### Your task
Reproduce the data below verbatim, line for line.

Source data
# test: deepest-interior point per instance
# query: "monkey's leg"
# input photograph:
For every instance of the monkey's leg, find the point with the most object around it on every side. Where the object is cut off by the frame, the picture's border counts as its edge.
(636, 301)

### Problem solution
# test: deepest-interior point per instance
# query: "monkey's leg"
# input photograph:
For every instance of the monkey's leg, find the point with the most object around it on every side. Where the object is cut off by the frame, the picture's border counts as its edge.
(636, 301)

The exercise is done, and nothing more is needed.